# [DATA]
+++

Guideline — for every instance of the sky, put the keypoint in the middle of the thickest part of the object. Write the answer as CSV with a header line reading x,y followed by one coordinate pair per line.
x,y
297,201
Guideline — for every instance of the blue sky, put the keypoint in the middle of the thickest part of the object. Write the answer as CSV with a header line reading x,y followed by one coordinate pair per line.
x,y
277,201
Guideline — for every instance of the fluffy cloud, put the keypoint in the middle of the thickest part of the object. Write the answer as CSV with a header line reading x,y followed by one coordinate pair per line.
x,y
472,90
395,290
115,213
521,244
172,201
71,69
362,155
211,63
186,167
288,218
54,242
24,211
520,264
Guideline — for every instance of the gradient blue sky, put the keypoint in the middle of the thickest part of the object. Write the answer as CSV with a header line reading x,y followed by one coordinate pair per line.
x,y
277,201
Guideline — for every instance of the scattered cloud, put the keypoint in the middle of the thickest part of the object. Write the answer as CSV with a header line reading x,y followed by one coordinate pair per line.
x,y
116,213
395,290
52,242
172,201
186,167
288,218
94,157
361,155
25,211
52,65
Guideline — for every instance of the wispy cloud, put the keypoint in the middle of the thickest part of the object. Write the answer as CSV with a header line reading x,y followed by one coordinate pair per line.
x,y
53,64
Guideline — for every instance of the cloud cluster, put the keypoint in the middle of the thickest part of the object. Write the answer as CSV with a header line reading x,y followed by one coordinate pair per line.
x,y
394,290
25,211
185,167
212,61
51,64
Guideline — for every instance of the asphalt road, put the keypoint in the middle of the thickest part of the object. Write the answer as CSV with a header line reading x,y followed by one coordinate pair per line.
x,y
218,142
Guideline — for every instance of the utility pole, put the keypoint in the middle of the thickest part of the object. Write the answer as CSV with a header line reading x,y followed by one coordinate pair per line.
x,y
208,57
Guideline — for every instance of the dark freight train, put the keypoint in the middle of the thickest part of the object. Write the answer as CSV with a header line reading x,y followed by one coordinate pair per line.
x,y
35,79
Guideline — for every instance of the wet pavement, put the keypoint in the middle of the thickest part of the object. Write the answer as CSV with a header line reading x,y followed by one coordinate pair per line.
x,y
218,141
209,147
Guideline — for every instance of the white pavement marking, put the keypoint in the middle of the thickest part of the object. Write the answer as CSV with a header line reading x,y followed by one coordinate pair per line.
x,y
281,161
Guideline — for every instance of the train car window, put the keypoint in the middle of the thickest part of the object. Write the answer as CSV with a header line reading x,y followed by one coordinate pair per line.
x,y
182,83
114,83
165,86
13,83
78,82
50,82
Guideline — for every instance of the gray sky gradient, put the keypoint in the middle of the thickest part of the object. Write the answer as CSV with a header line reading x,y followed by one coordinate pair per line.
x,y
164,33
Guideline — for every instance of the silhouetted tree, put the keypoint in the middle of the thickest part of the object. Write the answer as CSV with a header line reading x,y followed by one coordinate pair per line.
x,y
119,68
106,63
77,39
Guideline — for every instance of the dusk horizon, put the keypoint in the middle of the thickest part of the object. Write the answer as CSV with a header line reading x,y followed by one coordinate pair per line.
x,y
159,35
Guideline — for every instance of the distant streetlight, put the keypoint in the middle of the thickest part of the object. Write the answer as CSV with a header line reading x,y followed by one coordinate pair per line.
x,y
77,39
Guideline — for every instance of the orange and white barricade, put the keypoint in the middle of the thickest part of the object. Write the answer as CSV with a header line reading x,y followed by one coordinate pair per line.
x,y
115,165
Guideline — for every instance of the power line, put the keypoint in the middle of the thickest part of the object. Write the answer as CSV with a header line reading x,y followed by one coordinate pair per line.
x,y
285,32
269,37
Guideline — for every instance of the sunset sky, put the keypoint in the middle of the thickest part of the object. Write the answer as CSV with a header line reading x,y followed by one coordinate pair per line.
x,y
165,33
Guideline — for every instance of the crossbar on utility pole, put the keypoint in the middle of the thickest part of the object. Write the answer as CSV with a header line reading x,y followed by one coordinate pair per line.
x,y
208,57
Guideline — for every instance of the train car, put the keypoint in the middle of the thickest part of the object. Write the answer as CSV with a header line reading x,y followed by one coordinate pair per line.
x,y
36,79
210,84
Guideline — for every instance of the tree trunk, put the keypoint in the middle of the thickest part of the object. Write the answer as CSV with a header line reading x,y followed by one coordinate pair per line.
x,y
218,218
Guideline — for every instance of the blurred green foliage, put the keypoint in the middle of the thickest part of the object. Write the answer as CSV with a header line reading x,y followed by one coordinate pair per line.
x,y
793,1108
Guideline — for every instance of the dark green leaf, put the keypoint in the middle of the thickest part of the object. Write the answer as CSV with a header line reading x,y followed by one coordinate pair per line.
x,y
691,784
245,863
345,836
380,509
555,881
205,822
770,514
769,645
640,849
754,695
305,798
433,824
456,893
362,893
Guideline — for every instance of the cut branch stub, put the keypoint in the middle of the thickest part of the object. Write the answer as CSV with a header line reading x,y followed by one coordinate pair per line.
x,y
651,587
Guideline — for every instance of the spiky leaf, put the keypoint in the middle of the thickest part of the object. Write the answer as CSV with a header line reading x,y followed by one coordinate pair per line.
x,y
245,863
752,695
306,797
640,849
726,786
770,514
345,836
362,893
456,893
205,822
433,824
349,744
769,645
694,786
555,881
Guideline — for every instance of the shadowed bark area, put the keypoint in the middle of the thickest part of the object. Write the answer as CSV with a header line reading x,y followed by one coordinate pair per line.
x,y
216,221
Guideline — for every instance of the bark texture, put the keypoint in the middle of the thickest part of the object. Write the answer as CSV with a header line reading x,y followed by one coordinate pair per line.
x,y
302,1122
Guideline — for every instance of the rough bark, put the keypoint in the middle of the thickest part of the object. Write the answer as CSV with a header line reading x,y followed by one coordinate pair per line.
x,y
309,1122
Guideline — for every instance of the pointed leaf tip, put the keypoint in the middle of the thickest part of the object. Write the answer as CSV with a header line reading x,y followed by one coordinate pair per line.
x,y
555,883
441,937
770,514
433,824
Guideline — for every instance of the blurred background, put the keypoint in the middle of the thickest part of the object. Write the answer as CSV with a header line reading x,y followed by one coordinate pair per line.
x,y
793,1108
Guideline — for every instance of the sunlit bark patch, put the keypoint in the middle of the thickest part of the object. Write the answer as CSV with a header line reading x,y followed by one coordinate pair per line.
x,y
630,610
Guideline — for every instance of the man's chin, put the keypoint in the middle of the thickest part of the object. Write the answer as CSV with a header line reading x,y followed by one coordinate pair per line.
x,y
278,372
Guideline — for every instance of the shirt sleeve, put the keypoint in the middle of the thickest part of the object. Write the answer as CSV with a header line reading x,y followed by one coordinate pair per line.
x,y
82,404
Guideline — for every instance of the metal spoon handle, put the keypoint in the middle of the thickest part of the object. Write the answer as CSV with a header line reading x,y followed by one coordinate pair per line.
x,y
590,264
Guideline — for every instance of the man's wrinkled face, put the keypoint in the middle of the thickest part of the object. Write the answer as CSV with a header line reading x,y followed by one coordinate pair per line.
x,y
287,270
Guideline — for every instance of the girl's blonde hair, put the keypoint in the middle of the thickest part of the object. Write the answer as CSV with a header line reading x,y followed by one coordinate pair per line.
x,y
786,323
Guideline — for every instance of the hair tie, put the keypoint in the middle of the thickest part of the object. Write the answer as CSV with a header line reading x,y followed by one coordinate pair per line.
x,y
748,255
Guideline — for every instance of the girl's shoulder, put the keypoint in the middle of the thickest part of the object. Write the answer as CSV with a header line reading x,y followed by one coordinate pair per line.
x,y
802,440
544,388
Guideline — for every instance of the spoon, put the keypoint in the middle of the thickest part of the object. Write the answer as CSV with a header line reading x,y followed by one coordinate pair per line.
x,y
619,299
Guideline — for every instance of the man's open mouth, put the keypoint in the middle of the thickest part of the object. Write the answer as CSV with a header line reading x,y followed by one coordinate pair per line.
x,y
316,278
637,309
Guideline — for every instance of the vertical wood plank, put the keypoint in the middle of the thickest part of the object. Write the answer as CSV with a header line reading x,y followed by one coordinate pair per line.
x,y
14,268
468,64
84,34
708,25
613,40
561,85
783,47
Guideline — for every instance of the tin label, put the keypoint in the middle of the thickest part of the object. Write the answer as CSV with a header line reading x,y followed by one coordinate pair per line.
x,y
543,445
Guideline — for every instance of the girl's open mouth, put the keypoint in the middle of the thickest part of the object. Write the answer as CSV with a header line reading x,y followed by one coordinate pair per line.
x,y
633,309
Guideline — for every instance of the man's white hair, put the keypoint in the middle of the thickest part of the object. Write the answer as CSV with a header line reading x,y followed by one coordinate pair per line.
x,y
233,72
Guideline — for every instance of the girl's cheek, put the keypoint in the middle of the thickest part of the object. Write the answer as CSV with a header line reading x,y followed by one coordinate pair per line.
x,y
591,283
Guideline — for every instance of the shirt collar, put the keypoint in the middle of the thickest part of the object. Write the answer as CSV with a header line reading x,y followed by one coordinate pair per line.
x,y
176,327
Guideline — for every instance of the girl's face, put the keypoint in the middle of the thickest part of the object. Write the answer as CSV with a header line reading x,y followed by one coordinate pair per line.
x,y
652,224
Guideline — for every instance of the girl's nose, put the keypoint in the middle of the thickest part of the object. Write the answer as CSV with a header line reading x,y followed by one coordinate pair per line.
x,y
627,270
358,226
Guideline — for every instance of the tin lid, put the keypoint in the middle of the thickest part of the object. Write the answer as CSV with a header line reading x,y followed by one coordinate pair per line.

+++

# [WHAT TO WORK ON]
Only the lines from the one containing "Guideline — for every instance of the girl's nose, put" through the end of the listing should be copied, and they should be copied exactly.

# [OUTPUT]
Guideline — for every instance of the girl's nose, put the keypoint in the middle of the thickest part of the object. Write the answer as CSV with a header line reading x,y followed by one coordinate pair per line.
x,y
627,270
358,226
Guideline — for every instance of the tin lid, put the keypoint in the middle of the thickest part of the object. Write the answer as CSV with a header line reading x,y followed by one coordinate pair per line.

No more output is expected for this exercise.